If you’re a librarian and haven’t yet read OCLC’s Reimagine Descriptive Workflows: A Community-informed Agenda for Reparative and Inclusive Descriptive Practice you really need to rectify that as soon as possible. You might be surprised to see me pushing an OCLC report, but I have no doubt that–despite obviously having gone through a few edits to tone it down a little–this report is destined to be an important trigger for libraries in the UK and the settler-colonial states it produced to start doing something–anything! – to fix our metadata and change how we approach resource description in a systematic way.

“But – what should we DO Hugh?”

I’m not a cataloguer, but Alissa McCulloch is, and she has some typically sensible and considered thoughts already, which she shared in Reimagining Australian descriptive workflows: where should we start? She also has this to say:

‘You all need to do something. You’ll fuck it up, and get it wrong, and need to fix things. But the worst thing you can do is to do nothing.’ I can’t remember where I heard Kirsten Thorpe say this—possibly relayed second-hand from someone else. But I think about it a lot. My well-meaning efforts might be misguided, I’ve undoubtedly made mistakes already, and I definitely don’t have all the answers, but at least I can stand up and say that I’m doing something. What will you do?

Let’s get on with it.

In Real Life magazine, M. R. Sauter writes about what we can learn from Sidewalk Labs’ Toronto project, Susan Sontag’s thoughts on photography, and the datafication of everyday life.

Proposed systems like Sidewalk Toronto’s ever-observing KOALA camera risk becoming self-referential and self-sustaining: images and the data derived from images, about images, and for images dominating the social, computational, and global spheres.

Barbara Fister writes for Project Info Lit about how information literacy is taught in US four-year college degrees, and the dangers she sees. In Australia we generally teach 3 year degrees without the ubiquity of the first year curriculum she describes, but many of Fister’s arguments are still relevant outside the States.

When information-seeking is cast as a matter of making personal choices or winning arguments, social responsibility can seem to be in conflict with self-interest (which, in late capitalism, has become the definition of “freedom”). That conflict is ripe for exploitation and in-group/out-group antagonism.

She also has important things to say about how we teach and manage search systems.

Privileging of simplicity and efficiency implies that if your search doesn’t lead to satisfying results quickly, you must be doing it wrong. In reality, authentic and open-ended research is messy and complex.

Meanwhile, Jill Barshay reports on a study that has some bad news for those of us hoping to rely on students’ own assessment of whether they learned anything from our teaching efforts. In short, “College students often don’t know when they’re learning”.

◆ What this task involves
Continue the library blog post from its last sentence, about students not knowing when they are learning. The data that comes next has no connection to the library blog post.

◆ Data section
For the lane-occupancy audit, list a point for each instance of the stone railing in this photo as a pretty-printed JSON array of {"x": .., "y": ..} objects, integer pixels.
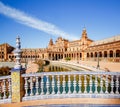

◆ Reply to the exercise
Real learning is hard work and it often doesn’t feel good. When you’re struggling to solve a problem in an active learning classroom, it may feel frustrating.  Making mistakes and getting feedback to correct misunderstandings is where the learning happens…

…“Sports and music instruction make this really clear,” McCarty said. “Watching [Roger] Federer play tennis can get you really excited about tennis, but it’s not going to make you a great tennis player.” 

The final thing I’d like to share this month is Masud Khokhar’s Tips for developing a successful work relationship with your new (Library) Director. Masud has some great advice here for anyone with a boss. My personal picks are “Do your homework”, and “Clarify expectations”.

Look after each other.


You may have forgotten about Marginalia. After issue 24, I had a rethink. One of my many personality flaws is a tendency towards snark and too-clever-by-half criticism. I try to suppress or redirect these energies, but when it came to Marginalia, I was failing. Indeed, this was part of the reason I stopped using Twitter, and that decision was partially what led to the newsletter in the first place: as a way to share articles and web tools I found interesting, outside of a Big Social account. So I paused it for a while.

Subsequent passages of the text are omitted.